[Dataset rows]
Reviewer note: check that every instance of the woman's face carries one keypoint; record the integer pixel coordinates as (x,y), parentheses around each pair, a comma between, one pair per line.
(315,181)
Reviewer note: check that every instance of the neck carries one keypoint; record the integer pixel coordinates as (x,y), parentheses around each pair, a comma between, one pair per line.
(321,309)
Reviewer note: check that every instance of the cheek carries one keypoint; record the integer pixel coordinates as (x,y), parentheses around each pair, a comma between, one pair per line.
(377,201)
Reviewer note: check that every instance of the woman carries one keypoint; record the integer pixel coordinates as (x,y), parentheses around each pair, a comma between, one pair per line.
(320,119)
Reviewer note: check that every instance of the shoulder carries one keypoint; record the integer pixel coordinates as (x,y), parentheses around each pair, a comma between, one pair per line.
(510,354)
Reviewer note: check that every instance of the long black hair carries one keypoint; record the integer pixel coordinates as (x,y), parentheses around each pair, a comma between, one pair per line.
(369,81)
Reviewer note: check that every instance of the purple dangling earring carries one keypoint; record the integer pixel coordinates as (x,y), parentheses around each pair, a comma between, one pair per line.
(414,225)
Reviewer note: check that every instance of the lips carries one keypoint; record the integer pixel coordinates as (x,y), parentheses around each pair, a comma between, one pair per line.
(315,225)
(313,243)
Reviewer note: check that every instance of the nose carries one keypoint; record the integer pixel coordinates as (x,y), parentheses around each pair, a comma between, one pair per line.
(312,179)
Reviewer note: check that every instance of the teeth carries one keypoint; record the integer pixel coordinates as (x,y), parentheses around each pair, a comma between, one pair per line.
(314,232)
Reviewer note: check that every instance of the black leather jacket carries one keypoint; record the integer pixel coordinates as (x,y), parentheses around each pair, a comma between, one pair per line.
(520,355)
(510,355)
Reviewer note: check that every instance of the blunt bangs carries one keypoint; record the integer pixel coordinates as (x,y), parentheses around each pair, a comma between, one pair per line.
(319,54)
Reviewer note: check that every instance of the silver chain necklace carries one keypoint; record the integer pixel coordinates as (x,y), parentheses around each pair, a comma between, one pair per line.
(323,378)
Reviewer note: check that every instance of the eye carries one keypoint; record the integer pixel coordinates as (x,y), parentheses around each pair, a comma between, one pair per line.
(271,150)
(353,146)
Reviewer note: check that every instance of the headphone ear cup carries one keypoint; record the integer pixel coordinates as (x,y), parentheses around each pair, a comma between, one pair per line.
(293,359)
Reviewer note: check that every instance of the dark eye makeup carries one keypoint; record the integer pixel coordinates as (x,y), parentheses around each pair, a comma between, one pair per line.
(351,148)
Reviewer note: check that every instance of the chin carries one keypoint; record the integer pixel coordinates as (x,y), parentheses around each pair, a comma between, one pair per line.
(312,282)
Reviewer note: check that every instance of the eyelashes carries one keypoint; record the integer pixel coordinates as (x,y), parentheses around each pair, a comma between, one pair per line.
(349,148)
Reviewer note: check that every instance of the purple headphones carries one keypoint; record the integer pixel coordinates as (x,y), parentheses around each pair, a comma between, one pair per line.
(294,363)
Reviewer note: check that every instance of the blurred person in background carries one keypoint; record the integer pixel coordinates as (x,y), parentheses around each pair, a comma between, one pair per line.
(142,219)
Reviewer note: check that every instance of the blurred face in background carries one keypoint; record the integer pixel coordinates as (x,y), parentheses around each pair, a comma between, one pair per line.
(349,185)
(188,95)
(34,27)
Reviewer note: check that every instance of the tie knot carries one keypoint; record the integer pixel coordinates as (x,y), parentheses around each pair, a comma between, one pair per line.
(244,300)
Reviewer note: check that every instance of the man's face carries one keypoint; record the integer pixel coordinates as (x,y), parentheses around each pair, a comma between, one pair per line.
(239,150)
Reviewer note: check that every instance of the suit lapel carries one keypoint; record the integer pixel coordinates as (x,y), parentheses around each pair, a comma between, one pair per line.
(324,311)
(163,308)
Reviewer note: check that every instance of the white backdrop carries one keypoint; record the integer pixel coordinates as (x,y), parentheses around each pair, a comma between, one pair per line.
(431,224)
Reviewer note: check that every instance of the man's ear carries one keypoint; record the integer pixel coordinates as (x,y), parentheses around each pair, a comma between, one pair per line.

> [Stated task]: Without leaving anything out, quote all the data.

> [Solution]:
Reviewer note: check that every instance of the woman's face carries one keypoint; record the integer pixel coordinates as (x,y), parentheses around each pair, a comma between, one pair per line.
(315,181)
Reviewer note: check that every instance of the neck carries one keypoint; record the integer pixel coordinates as (x,y), parentheses around each pair, a comma between, one pair per line.
(321,309)
Reviewer note: check that every instance of the cheek carries one keypoint; record the integer pixel coordinates as (x,y), parentheses around each pair, a comma between, one pair per line.
(377,201)
Reviewer note: check that every instance of the woman carries one keypoint; record the integer pixel coordinates as (x,y), parentheses around each pair, a comma between, one pair per line.
(320,119)
Reviewer note: check that every instance of the shoulder carries one keypoint; record the integer pixel coordinates as (x,y), parentheses around each pair, a comma between, one pair per line.
(510,354)
Reviewer note: check that every instance of the long black hair carries one keypoint; record the integer pixel coordinates as (x,y), parentheses around each pair, a comma between, one pair per line.
(369,81)
Reviewer note: check that every instance of the purple dangling earring carries one keypoint; record the integer pixel coordinates as (x,y), parentheses around each pair, a comma between, one pair per line.
(414,225)
Reviewer note: check that every instance of the lips carries one keypoint; record the integer pixel coordinates as (x,y), parentheses around each pair, a comma between, one pair per line.
(315,225)
(313,243)
Reviewer note: check that every instance of the nose carries one keypoint; record the integer pixel coordinates as (x,y), parentheses around each pair, a comma between, one pair per line.
(312,179)
Reviewer note: check that every instance of the teeth carries one keypoint; record the integer pixel coordinates as (x,y), parentheses around each pair, a comma between, one pair per line.
(314,232)
Reviewer note: check that every instance of the black leather jacket carries one keypoint; record the integer pixel coordinates as (x,y), parentheses around each pair, a comma between, one pair per line.
(520,355)
(510,355)
Reviewer note: check that every instance of the blunt bangs carries one keypoint; record the integer pixel coordinates as (x,y), parentheses around each pair, a comma between, one pair per line.
(319,54)
Reviewer note: check that every instance of the silver chain necklace carries one keypoint; record the integer pixel coordinates as (x,y), parentheses around each pair, a comma between, one pair per line.
(323,378)
Reviewer note: check that every instance of the eye carries one keypoint; record the integer pixel coordinates as (x,y), parentheses around each pair, a comma between, one pair per line.
(271,150)
(353,146)
Reviewer note: check that every instance of the headphone ear cup carries one keypoint; record the integer pixel coordinates as (x,y), parentheses around each pair, a comma between, one pair per line.
(293,359)
Reviewer note: check that every instance of the dark eye makeup carries one keypoint; record the integer pixel coordinates as (x,y), parentheses around each pair, a comma between, one pair per line.
(351,148)
Reviewer note: check that every instance of the chin carries one keypoint; record the integer pixel coordinates as (x,y), parentheses around each pair, a comma between, one pair per line.
(312,282)
Reviewer note: check that every instance of the eyelashes carries one keypoint; record the integer pixel coordinates as (x,y), parentheses around each pair, a comma between, one pair per line.
(349,148)
Reviewer note: check that every instance of the purple headphones carries one keypoint; record the integer pixel coordinates as (x,y), parentheses around each pair, a comma between, one pair per line.
(294,363)
Reviewer note: check that every instance of the blurred person in background carries one keypoint; record the integer pixel coordinates as (x,y), parentheses around each pair, a comma between, one pair per line.
(142,219)
Reviewer note: check that every instance of the blurred face in background carries one keypoint; record the integer pixel coordinates as (x,y), parentheses around each pair, a comma between, one pair per line.
(349,185)
(188,95)
(34,27)
Reviewer note: check that every instance of the tie knot carries one keypoint; record the integer pixel coordinates as (x,y), parentheses around each pair, a comma between, one pair per line.
(244,300)
Reviewer note: check that every instance of the man's face carries one keypoint; record the integer pixel coordinates as (x,y), parentheses around each pair, a comma between, one pair per line.
(239,150)
Reviewer note: check that every instance of the suit lapel carries one keypoint; record the integer pixel coordinates as (x,y), parentheses around each pair, a comma between, one pair per line.
(324,311)
(163,308)
Reviewer note: check that every instance of the white backdrop carries one keypoint; record the integer pixel coordinates as (x,y), parentheses around each pair, a comma between, one pair per line.
(431,224)
Reviewer note: check that every instance of the man's ear carries one keypoint; record the integer pixel coordinates as (x,y), parentheses around each pair, a comma between, one pair per line.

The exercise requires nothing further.